Point-per-instance localization data
*** Block opens ***
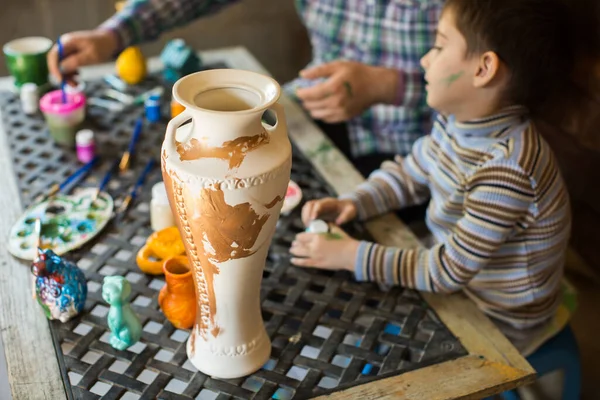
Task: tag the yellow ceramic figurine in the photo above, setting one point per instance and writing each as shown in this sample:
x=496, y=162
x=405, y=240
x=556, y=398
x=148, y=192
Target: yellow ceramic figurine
x=131, y=65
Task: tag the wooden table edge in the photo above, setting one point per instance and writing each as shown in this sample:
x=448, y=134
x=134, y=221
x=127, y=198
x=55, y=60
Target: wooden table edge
x=468, y=377
x=31, y=360
x=480, y=337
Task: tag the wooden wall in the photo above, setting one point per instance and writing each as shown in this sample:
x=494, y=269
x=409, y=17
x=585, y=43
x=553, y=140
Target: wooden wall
x=273, y=33
x=270, y=29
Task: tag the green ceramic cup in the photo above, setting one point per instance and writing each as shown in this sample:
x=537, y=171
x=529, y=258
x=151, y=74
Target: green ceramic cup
x=26, y=60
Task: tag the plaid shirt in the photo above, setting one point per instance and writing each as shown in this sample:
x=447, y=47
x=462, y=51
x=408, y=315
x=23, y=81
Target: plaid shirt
x=388, y=33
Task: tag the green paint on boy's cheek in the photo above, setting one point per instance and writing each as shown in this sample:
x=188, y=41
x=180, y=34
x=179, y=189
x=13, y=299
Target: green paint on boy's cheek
x=333, y=236
x=449, y=80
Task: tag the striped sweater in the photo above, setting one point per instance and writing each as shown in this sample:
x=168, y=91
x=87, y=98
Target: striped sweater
x=498, y=210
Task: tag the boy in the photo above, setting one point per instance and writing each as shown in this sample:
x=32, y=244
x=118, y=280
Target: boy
x=498, y=209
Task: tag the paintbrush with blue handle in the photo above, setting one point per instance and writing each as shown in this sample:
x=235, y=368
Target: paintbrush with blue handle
x=105, y=179
x=61, y=55
x=137, y=130
x=74, y=177
x=134, y=192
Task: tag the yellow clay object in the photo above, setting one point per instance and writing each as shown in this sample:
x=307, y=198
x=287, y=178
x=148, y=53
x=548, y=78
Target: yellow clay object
x=166, y=243
x=131, y=65
x=149, y=262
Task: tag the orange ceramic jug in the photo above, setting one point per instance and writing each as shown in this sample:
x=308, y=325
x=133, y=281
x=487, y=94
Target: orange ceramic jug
x=177, y=299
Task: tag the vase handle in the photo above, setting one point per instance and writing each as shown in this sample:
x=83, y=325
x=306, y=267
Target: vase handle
x=280, y=116
x=172, y=126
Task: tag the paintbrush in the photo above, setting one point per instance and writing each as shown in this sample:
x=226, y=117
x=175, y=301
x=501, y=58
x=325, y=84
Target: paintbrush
x=137, y=130
x=61, y=55
x=105, y=179
x=134, y=192
x=74, y=177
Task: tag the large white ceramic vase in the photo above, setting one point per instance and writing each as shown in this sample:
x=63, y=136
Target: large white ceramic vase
x=226, y=174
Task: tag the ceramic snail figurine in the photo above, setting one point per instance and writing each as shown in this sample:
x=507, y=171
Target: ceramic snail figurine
x=125, y=326
x=60, y=286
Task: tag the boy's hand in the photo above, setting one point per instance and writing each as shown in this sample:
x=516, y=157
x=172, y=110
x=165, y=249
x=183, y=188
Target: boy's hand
x=334, y=250
x=329, y=209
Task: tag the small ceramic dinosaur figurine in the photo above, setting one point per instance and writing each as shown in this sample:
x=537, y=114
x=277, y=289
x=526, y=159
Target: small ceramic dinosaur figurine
x=125, y=326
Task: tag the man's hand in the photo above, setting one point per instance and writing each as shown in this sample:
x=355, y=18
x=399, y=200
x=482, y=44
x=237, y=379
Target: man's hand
x=80, y=49
x=348, y=90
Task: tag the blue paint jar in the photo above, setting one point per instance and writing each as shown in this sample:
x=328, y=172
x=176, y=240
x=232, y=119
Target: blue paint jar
x=152, y=106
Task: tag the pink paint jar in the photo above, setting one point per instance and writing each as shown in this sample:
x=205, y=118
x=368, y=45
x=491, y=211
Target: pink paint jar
x=63, y=119
x=86, y=150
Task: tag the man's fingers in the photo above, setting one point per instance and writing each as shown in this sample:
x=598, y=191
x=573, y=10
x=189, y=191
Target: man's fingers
x=319, y=71
x=303, y=262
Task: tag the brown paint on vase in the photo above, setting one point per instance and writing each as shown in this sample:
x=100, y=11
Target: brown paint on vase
x=274, y=202
x=177, y=299
x=233, y=150
x=218, y=233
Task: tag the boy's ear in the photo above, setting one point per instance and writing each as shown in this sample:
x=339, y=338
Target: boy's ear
x=487, y=69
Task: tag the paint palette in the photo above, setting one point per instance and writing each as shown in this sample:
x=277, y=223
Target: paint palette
x=293, y=196
x=68, y=222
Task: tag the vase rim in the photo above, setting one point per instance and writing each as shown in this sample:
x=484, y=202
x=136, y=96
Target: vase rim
x=263, y=86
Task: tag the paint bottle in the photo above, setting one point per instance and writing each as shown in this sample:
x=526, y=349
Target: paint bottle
x=318, y=226
x=176, y=108
x=152, y=105
x=84, y=143
x=29, y=98
x=161, y=216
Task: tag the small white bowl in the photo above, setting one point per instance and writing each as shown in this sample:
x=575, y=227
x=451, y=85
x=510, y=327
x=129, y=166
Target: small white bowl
x=293, y=197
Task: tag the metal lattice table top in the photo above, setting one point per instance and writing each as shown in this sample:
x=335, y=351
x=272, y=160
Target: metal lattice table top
x=328, y=332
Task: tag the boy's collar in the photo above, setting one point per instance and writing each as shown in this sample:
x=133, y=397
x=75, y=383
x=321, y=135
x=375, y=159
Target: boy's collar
x=494, y=126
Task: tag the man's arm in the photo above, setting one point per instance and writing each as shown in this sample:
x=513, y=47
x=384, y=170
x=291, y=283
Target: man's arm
x=145, y=20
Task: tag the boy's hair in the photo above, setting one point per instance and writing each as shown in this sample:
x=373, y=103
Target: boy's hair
x=532, y=37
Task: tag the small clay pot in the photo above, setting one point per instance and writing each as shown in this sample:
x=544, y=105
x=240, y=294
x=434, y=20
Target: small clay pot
x=177, y=299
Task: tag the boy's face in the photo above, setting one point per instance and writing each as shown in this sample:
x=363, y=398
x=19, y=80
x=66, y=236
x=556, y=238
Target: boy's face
x=449, y=69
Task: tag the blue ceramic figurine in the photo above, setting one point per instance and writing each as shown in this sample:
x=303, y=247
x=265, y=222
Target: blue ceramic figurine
x=60, y=287
x=125, y=326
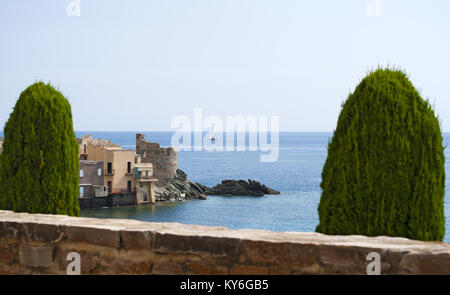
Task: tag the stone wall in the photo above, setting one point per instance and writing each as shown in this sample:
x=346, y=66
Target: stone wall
x=164, y=160
x=39, y=244
x=116, y=200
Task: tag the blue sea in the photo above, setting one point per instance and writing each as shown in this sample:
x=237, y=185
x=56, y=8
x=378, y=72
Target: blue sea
x=296, y=173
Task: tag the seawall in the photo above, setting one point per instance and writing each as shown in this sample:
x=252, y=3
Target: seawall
x=39, y=244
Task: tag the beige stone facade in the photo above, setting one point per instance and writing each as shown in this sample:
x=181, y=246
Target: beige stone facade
x=123, y=170
x=145, y=182
x=118, y=167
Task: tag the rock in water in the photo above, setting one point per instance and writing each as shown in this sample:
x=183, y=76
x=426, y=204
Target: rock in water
x=241, y=188
x=179, y=188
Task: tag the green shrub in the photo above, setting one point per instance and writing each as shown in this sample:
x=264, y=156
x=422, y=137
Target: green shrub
x=39, y=164
x=384, y=174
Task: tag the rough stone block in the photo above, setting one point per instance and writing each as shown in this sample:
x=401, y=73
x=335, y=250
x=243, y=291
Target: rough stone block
x=425, y=263
x=5, y=253
x=212, y=245
x=278, y=253
x=249, y=270
x=92, y=235
x=344, y=260
x=35, y=256
x=167, y=268
x=136, y=239
x=196, y=268
x=10, y=229
x=42, y=232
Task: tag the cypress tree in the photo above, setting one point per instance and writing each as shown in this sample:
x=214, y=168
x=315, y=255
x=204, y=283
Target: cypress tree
x=39, y=164
x=384, y=174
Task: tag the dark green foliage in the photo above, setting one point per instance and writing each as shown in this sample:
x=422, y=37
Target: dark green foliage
x=384, y=174
x=39, y=164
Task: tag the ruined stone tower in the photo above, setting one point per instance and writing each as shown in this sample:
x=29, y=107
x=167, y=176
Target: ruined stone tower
x=164, y=160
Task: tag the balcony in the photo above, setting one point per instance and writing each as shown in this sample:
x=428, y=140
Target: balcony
x=111, y=172
x=117, y=191
x=100, y=191
x=146, y=179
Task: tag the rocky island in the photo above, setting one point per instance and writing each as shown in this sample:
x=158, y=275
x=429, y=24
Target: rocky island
x=180, y=188
x=240, y=188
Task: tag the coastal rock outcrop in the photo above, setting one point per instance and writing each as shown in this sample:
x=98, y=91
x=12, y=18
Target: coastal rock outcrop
x=179, y=188
x=240, y=188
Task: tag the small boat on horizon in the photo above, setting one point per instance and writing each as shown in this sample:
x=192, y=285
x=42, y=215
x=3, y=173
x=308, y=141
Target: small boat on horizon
x=212, y=136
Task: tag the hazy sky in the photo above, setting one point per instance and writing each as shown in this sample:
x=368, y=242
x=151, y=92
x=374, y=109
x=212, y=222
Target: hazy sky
x=134, y=65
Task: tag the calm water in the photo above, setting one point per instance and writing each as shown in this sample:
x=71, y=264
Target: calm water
x=297, y=174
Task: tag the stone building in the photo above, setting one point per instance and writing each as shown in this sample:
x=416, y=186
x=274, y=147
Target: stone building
x=164, y=160
x=118, y=165
x=92, y=180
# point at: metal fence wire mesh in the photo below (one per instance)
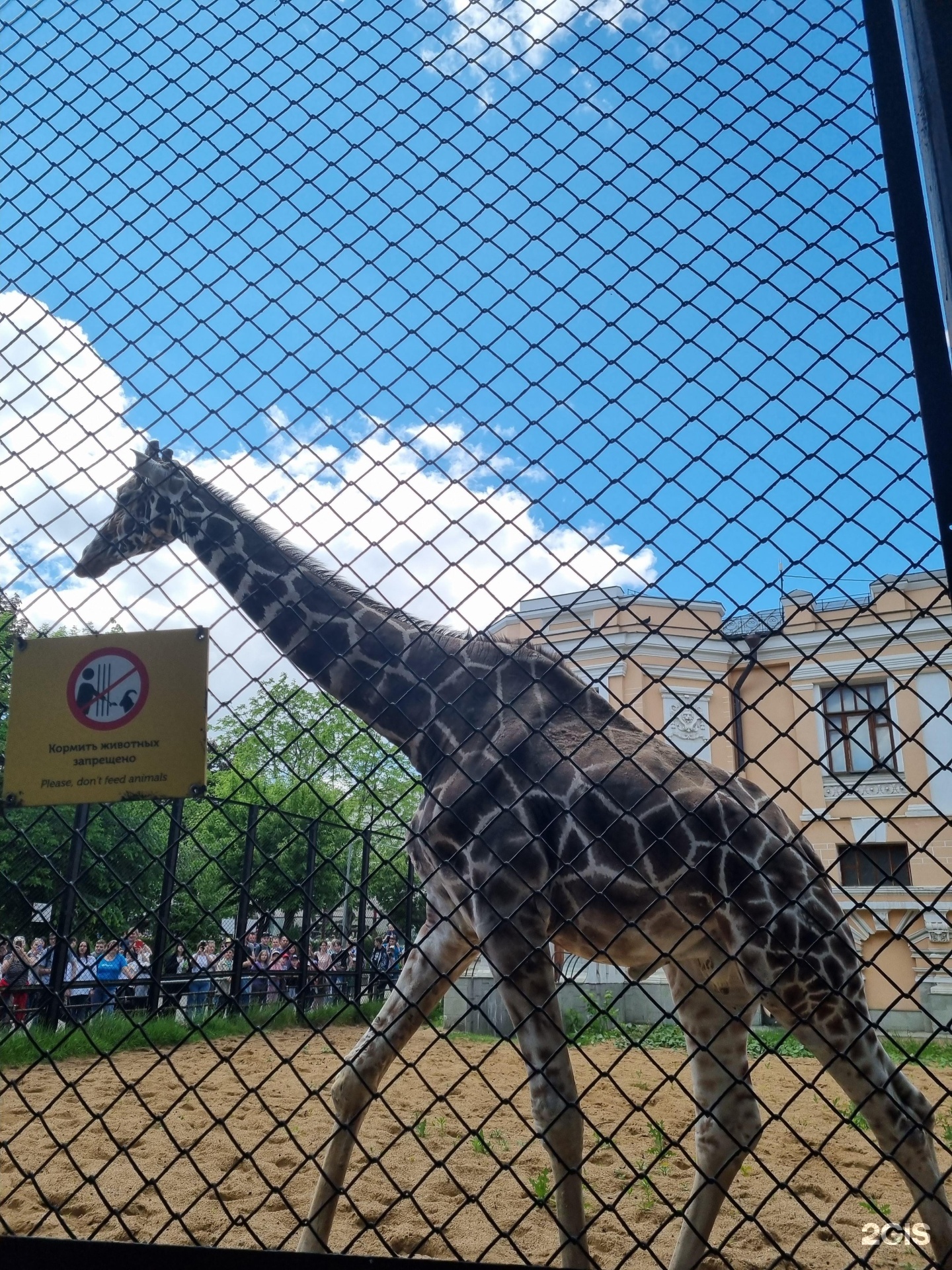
(521, 396)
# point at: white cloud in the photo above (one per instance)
(404, 515)
(489, 38)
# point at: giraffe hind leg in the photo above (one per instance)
(843, 1039)
(527, 984)
(715, 1013)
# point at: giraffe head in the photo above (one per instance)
(145, 517)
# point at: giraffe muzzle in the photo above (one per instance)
(97, 559)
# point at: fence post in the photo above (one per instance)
(163, 933)
(307, 915)
(67, 907)
(409, 910)
(244, 904)
(362, 915)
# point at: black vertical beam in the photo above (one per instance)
(163, 933)
(409, 911)
(362, 915)
(926, 30)
(66, 910)
(307, 915)
(917, 269)
(244, 905)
*** Block closes ***
#### EXERCISE DETAILS:
I would like the lines from the one with "Task: tag the coastal" through the last line of the data above retyped exactly, with pictures left out, please.

#### ANSWER TO THIS EXERCISE:
Task: tag the coastal rock outcrop in the photo above, setting one point per instance and writing each as shown in this sample:
x=98, y=91
x=12, y=18
Target: coastal rock outcrop
x=179, y=188
x=240, y=188
Task: tag the small boat on horizon in the photo above, setting one point per instance and writing each as shown in this sample:
x=192, y=285
x=42, y=215
x=3, y=173
x=308, y=141
Target: small boat on horizon
x=212, y=136
Task: tag the hazy sky in the photo above, setting one point per instance and writing each as shown in this sample:
x=368, y=242
x=151, y=92
x=374, y=109
x=212, y=222
Target: hazy sky
x=134, y=65
Task: tag the calm water in the photo above, setting one point per instance and writing each as shown in this sample:
x=71, y=264
Target: calm water
x=297, y=174
Task: tag the stone building in the photo above, setting one point per instance and writing each as shown in this sample:
x=416, y=186
x=274, y=147
Target: stone building
x=164, y=160
x=118, y=165
x=92, y=180
# point at: metal fence wire mesh in the photo below (one per instance)
(521, 396)
# point at: white cloud in the photo above (one per instance)
(404, 515)
(489, 38)
# point at: giraffe hind leg in the photo above (one per instance)
(843, 1039)
(527, 984)
(715, 1013)
# point at: giraffe head in the photo above (one per instance)
(145, 517)
# point at: giraffe muzzle in the photo above (one per instance)
(97, 559)
# point at: fence post in the photo above (one per instance)
(163, 933)
(307, 915)
(67, 907)
(409, 910)
(244, 904)
(362, 915)
# point at: black vertical beam in the photo above (one per instance)
(163, 933)
(409, 911)
(362, 915)
(926, 30)
(66, 910)
(307, 915)
(917, 269)
(244, 905)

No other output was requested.